=== TASK INPUTS ===

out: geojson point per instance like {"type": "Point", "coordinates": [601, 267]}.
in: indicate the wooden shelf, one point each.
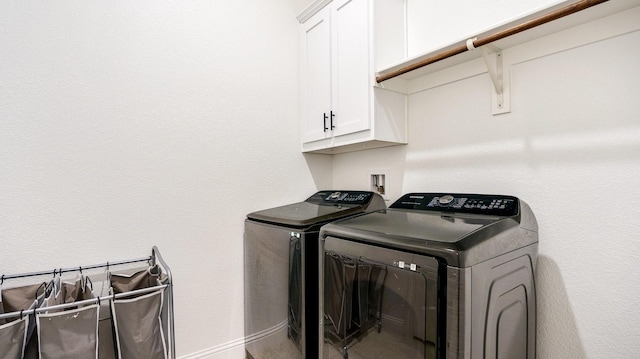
{"type": "Point", "coordinates": [584, 16]}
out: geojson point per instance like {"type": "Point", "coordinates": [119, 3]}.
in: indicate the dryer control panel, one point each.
{"type": "Point", "coordinates": [340, 197]}
{"type": "Point", "coordinates": [494, 205]}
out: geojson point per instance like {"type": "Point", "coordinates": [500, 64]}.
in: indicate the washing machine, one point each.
{"type": "Point", "coordinates": [281, 276]}
{"type": "Point", "coordinates": [434, 276]}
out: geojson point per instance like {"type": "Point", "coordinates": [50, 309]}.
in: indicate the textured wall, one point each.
{"type": "Point", "coordinates": [125, 124]}
{"type": "Point", "coordinates": [571, 149]}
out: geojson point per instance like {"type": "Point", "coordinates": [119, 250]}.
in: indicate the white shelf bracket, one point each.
{"type": "Point", "coordinates": [500, 96]}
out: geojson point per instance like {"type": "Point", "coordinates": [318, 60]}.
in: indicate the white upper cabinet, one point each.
{"type": "Point", "coordinates": [342, 109]}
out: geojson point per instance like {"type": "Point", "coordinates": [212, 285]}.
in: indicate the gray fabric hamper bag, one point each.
{"type": "Point", "coordinates": [138, 326]}
{"type": "Point", "coordinates": [69, 334]}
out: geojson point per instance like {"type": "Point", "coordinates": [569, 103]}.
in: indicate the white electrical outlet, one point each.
{"type": "Point", "coordinates": [379, 182]}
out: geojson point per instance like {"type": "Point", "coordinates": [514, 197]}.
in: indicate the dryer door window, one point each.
{"type": "Point", "coordinates": [378, 303]}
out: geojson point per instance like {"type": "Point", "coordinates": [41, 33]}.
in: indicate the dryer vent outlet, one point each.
{"type": "Point", "coordinates": [379, 183]}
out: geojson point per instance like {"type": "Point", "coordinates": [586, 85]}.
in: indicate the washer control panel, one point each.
{"type": "Point", "coordinates": [496, 205]}
{"type": "Point", "coordinates": [340, 197]}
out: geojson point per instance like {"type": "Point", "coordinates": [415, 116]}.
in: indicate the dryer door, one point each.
{"type": "Point", "coordinates": [378, 302]}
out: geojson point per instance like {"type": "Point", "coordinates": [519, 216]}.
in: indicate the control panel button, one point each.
{"type": "Point", "coordinates": [445, 200]}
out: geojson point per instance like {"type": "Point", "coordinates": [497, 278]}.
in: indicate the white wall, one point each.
{"type": "Point", "coordinates": [127, 124]}
{"type": "Point", "coordinates": [571, 149]}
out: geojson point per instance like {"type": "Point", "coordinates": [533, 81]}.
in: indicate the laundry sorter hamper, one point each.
{"type": "Point", "coordinates": [120, 309]}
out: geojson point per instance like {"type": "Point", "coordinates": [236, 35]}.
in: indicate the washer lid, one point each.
{"type": "Point", "coordinates": [322, 207]}
{"type": "Point", "coordinates": [461, 236]}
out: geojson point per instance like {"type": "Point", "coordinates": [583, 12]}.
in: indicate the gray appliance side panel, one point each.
{"type": "Point", "coordinates": [266, 282]}
{"type": "Point", "coordinates": [503, 311]}
{"type": "Point", "coordinates": [458, 330]}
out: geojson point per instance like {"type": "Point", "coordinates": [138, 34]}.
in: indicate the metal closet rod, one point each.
{"type": "Point", "coordinates": [75, 269]}
{"type": "Point", "coordinates": [551, 16]}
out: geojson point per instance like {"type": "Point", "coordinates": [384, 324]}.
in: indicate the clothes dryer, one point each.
{"type": "Point", "coordinates": [435, 276]}
{"type": "Point", "coordinates": [281, 251]}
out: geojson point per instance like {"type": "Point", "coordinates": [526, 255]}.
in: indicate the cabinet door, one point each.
{"type": "Point", "coordinates": [351, 75]}
{"type": "Point", "coordinates": [316, 81]}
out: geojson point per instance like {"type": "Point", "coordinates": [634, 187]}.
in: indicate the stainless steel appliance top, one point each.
{"type": "Point", "coordinates": [461, 229]}
{"type": "Point", "coordinates": [320, 208]}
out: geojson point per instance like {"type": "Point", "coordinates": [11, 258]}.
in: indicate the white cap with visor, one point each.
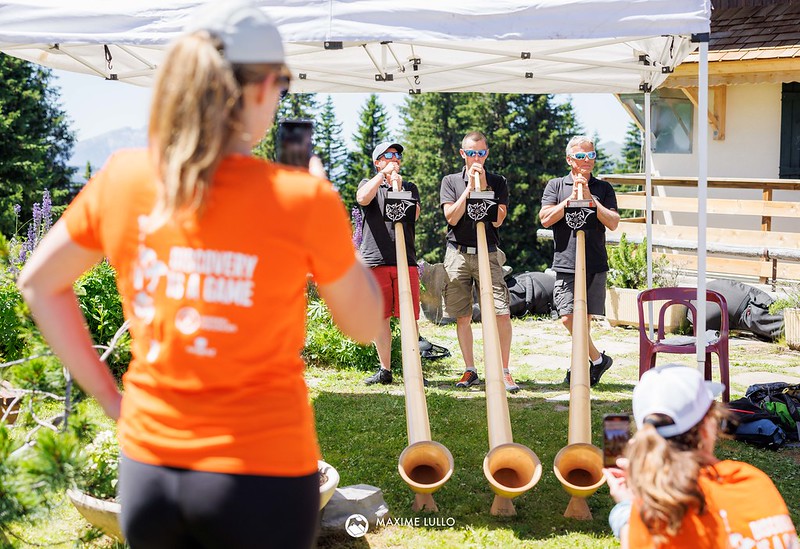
{"type": "Point", "coordinates": [246, 31]}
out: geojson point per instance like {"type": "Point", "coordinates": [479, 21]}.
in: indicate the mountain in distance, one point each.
{"type": "Point", "coordinates": [96, 150]}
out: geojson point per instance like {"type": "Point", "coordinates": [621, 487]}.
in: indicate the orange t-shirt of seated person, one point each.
{"type": "Point", "coordinates": [217, 307]}
{"type": "Point", "coordinates": [744, 510]}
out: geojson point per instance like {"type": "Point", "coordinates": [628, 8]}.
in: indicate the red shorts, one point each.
{"type": "Point", "coordinates": [386, 275]}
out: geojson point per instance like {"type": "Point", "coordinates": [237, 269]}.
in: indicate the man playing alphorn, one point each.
{"type": "Point", "coordinates": [580, 158]}
{"type": "Point", "coordinates": [461, 257]}
{"type": "Point", "coordinates": [378, 247]}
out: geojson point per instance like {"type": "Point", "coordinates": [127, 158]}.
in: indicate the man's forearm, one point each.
{"type": "Point", "coordinates": [368, 190]}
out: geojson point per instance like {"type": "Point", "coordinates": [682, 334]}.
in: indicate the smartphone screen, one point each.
{"type": "Point", "coordinates": [616, 432]}
{"type": "Point", "coordinates": [295, 143]}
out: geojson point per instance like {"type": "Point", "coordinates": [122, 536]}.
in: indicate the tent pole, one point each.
{"type": "Point", "coordinates": [702, 196]}
{"type": "Point", "coordinates": [648, 175]}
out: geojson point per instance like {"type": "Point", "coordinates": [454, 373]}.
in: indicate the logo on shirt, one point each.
{"type": "Point", "coordinates": [200, 348]}
{"type": "Point", "coordinates": [478, 211]}
{"type": "Point", "coordinates": [576, 220]}
{"type": "Point", "coordinates": [397, 210]}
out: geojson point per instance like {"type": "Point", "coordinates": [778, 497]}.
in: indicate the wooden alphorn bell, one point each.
{"type": "Point", "coordinates": [424, 465]}
{"type": "Point", "coordinates": [579, 465]}
{"type": "Point", "coordinates": [511, 469]}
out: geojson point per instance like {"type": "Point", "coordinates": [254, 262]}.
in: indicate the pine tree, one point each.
{"type": "Point", "coordinates": [35, 141]}
{"type": "Point", "coordinates": [603, 163]}
{"type": "Point", "coordinates": [371, 130]}
{"type": "Point", "coordinates": [527, 136]}
{"type": "Point", "coordinates": [294, 105]}
{"type": "Point", "coordinates": [329, 143]}
{"type": "Point", "coordinates": [434, 126]}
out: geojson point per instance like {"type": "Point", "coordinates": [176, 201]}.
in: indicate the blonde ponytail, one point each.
{"type": "Point", "coordinates": [195, 115]}
{"type": "Point", "coordinates": [663, 475]}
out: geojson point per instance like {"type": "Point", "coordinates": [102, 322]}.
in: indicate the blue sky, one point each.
{"type": "Point", "coordinates": [96, 106]}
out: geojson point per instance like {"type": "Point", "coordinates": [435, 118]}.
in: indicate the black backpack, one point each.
{"type": "Point", "coordinates": [781, 399]}
{"type": "Point", "coordinates": [753, 425]}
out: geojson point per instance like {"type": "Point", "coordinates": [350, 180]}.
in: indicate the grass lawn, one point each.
{"type": "Point", "coordinates": [362, 431]}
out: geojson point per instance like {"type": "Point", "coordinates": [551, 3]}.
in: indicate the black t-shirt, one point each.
{"type": "Point", "coordinates": [558, 190]}
{"type": "Point", "coordinates": [464, 232]}
{"type": "Point", "coordinates": [378, 243]}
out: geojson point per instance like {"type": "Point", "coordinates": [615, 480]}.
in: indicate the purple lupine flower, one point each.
{"type": "Point", "coordinates": [37, 222]}
{"type": "Point", "coordinates": [47, 212]}
{"type": "Point", "coordinates": [29, 244]}
{"type": "Point", "coordinates": [358, 219]}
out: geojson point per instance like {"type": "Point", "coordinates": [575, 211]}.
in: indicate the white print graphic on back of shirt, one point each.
{"type": "Point", "coordinates": [196, 274]}
{"type": "Point", "coordinates": [147, 273]}
{"type": "Point", "coordinates": [211, 276]}
{"type": "Point", "coordinates": [200, 348]}
{"type": "Point", "coordinates": [775, 532]}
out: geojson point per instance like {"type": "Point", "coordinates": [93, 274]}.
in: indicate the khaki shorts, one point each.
{"type": "Point", "coordinates": [564, 293]}
{"type": "Point", "coordinates": [462, 269]}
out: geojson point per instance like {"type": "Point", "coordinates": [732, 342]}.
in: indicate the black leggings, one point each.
{"type": "Point", "coordinates": [182, 509]}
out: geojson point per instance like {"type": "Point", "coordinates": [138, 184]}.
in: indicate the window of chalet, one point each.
{"type": "Point", "coordinates": [790, 131]}
{"type": "Point", "coordinates": [671, 117]}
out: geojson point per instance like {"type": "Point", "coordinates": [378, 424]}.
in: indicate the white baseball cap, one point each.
{"type": "Point", "coordinates": [677, 391]}
{"type": "Point", "coordinates": [381, 148]}
{"type": "Point", "coordinates": [247, 33]}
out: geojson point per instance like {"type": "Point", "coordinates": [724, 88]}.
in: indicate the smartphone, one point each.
{"type": "Point", "coordinates": [295, 143]}
{"type": "Point", "coordinates": [616, 433]}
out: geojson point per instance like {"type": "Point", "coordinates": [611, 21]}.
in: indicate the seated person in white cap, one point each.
{"type": "Point", "coordinates": [672, 492]}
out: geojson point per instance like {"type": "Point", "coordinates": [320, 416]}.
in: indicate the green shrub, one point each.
{"type": "Point", "coordinates": [101, 304]}
{"type": "Point", "coordinates": [627, 266]}
{"type": "Point", "coordinates": [99, 475]}
{"type": "Point", "coordinates": [326, 345]}
{"type": "Point", "coordinates": [16, 326]}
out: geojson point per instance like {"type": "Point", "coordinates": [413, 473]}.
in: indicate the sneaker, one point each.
{"type": "Point", "coordinates": [511, 387]}
{"type": "Point", "coordinates": [469, 378]}
{"type": "Point", "coordinates": [384, 377]}
{"type": "Point", "coordinates": [597, 370]}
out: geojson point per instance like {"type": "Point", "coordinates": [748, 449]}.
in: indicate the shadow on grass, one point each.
{"type": "Point", "coordinates": [362, 435]}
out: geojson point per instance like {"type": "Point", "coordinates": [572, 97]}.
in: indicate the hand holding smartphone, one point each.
{"type": "Point", "coordinates": [295, 143]}
{"type": "Point", "coordinates": [616, 433]}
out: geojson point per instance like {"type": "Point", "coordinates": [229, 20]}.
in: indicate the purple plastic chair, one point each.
{"type": "Point", "coordinates": [648, 348]}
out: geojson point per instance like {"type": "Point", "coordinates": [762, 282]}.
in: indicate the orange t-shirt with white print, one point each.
{"type": "Point", "coordinates": [218, 310]}
{"type": "Point", "coordinates": [743, 510]}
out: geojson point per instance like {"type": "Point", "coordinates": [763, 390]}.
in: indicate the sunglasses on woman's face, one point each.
{"type": "Point", "coordinates": [283, 82]}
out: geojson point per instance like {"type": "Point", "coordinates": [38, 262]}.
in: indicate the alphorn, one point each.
{"type": "Point", "coordinates": [579, 465]}
{"type": "Point", "coordinates": [511, 469]}
{"type": "Point", "coordinates": [424, 465]}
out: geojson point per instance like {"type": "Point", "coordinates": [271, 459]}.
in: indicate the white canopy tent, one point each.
{"type": "Point", "coordinates": [417, 46]}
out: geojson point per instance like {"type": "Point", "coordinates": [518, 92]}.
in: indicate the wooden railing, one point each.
{"type": "Point", "coordinates": [764, 254]}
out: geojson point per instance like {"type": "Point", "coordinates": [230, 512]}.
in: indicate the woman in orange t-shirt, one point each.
{"type": "Point", "coordinates": [672, 492]}
{"type": "Point", "coordinates": [213, 249]}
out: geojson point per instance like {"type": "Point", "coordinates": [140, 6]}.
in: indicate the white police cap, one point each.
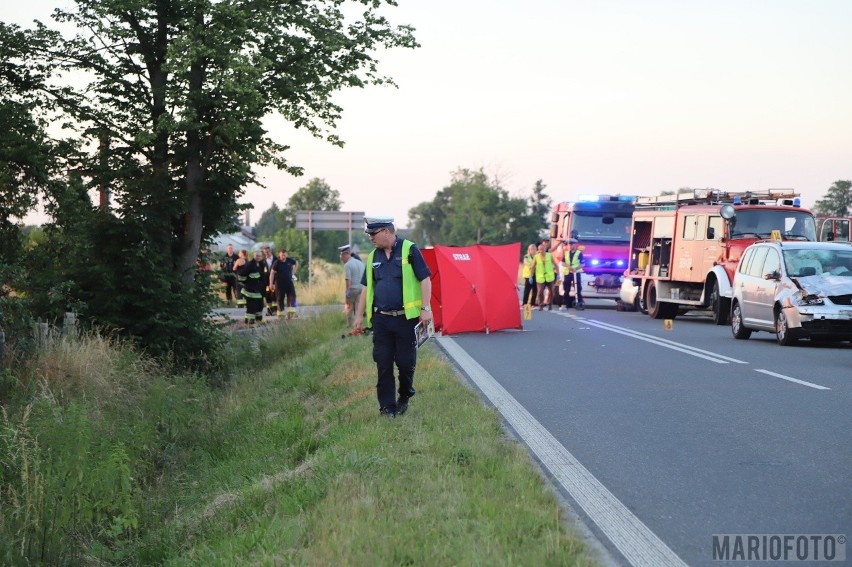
{"type": "Point", "coordinates": [375, 224]}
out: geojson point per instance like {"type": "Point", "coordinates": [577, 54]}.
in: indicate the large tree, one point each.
{"type": "Point", "coordinates": [169, 97]}
{"type": "Point", "coordinates": [837, 201]}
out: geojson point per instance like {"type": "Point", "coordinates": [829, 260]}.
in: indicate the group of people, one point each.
{"type": "Point", "coordinates": [542, 276]}
{"type": "Point", "coordinates": [263, 280]}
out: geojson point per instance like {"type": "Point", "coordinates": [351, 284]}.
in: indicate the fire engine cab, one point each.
{"type": "Point", "coordinates": [601, 226]}
{"type": "Point", "coordinates": [684, 248]}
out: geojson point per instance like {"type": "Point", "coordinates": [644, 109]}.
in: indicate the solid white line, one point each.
{"type": "Point", "coordinates": [665, 343]}
{"type": "Point", "coordinates": [639, 545]}
{"type": "Point", "coordinates": [796, 380]}
{"type": "Point", "coordinates": [659, 339]}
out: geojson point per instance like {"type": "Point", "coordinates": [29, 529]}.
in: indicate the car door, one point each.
{"type": "Point", "coordinates": [767, 289]}
{"type": "Point", "coordinates": [750, 286]}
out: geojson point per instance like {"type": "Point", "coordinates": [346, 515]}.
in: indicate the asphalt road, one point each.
{"type": "Point", "coordinates": [693, 432]}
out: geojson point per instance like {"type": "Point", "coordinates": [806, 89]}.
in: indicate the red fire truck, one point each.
{"type": "Point", "coordinates": [601, 224]}
{"type": "Point", "coordinates": [833, 229]}
{"type": "Point", "coordinates": [684, 248]}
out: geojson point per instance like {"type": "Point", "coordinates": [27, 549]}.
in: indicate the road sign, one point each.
{"type": "Point", "coordinates": [325, 220]}
{"type": "Point", "coordinates": [328, 220]}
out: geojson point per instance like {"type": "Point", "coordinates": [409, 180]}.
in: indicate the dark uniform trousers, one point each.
{"type": "Point", "coordinates": [393, 343]}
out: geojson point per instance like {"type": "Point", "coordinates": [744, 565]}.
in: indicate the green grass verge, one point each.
{"type": "Point", "coordinates": [298, 468]}
{"type": "Point", "coordinates": [287, 463]}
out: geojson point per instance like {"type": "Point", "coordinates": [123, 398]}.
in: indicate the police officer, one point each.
{"type": "Point", "coordinates": [397, 295]}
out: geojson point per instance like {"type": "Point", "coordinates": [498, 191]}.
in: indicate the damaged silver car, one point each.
{"type": "Point", "coordinates": [795, 290]}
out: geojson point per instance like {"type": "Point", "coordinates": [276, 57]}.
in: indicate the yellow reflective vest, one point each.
{"type": "Point", "coordinates": [411, 293]}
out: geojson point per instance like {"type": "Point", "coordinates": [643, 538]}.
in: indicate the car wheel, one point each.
{"type": "Point", "coordinates": [721, 305]}
{"type": "Point", "coordinates": [782, 329]}
{"type": "Point", "coordinates": [737, 328]}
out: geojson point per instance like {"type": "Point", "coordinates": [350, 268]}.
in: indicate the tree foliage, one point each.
{"type": "Point", "coordinates": [837, 201]}
{"type": "Point", "coordinates": [168, 99]}
{"type": "Point", "coordinates": [474, 209]}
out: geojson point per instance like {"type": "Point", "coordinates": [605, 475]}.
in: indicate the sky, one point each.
{"type": "Point", "coordinates": [593, 96]}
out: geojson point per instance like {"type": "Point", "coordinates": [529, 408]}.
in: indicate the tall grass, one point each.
{"type": "Point", "coordinates": [105, 461]}
{"type": "Point", "coordinates": [89, 425]}
{"type": "Point", "coordinates": [327, 285]}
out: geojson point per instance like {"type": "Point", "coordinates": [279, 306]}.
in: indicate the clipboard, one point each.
{"type": "Point", "coordinates": [423, 332]}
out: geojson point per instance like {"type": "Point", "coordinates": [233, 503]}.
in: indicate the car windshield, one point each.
{"type": "Point", "coordinates": [814, 262]}
{"type": "Point", "coordinates": [757, 223]}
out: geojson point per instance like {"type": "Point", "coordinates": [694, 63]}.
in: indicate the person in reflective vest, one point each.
{"type": "Point", "coordinates": [397, 296]}
{"type": "Point", "coordinates": [545, 274]}
{"type": "Point", "coordinates": [255, 286]}
{"type": "Point", "coordinates": [529, 277]}
{"type": "Point", "coordinates": [242, 260]}
{"type": "Point", "coordinates": [573, 262]}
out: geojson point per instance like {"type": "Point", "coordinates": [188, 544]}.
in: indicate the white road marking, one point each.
{"type": "Point", "coordinates": [796, 380]}
{"type": "Point", "coordinates": [636, 542]}
{"type": "Point", "coordinates": [700, 353]}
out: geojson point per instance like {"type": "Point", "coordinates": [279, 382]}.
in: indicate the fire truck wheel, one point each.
{"type": "Point", "coordinates": [721, 305]}
{"type": "Point", "coordinates": [782, 331]}
{"type": "Point", "coordinates": [658, 309]}
{"type": "Point", "coordinates": [737, 328]}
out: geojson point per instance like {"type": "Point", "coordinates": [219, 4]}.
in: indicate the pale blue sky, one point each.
{"type": "Point", "coordinates": [594, 96]}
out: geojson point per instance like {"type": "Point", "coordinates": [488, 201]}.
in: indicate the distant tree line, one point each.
{"type": "Point", "coordinates": [476, 209]}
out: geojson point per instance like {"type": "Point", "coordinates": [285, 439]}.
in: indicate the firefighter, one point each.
{"type": "Point", "coordinates": [544, 267]}
{"type": "Point", "coordinates": [227, 276]}
{"type": "Point", "coordinates": [255, 285]}
{"type": "Point", "coordinates": [529, 278]}
{"type": "Point", "coordinates": [242, 260]}
{"type": "Point", "coordinates": [573, 264]}
{"type": "Point", "coordinates": [268, 291]}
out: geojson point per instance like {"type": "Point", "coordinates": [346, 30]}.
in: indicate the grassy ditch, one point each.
{"type": "Point", "coordinates": [290, 464]}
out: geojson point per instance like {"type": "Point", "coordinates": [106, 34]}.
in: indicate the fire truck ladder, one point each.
{"type": "Point", "coordinates": [718, 197]}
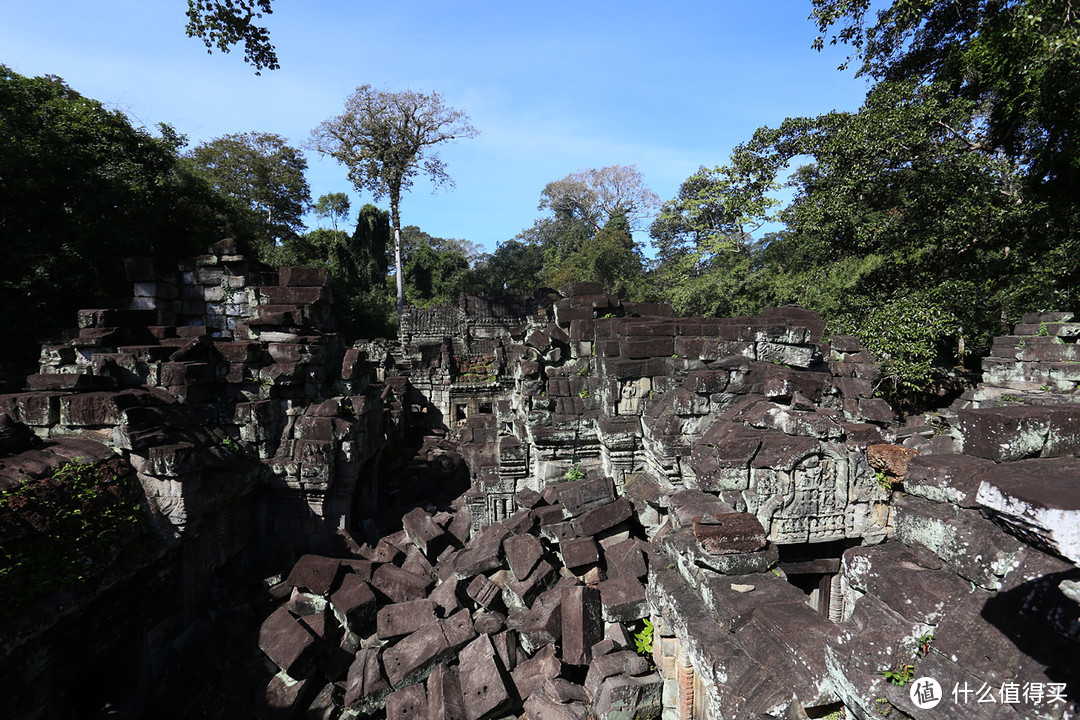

===

YOUR TASK
Gather every line of the entries above that contains the string "with". Matching is case-sensitive.

ANSWER TO THIS TASK
in: indicate the white cap with visor, one point each.
in: indicate the orange t-shirt with white print, one point each.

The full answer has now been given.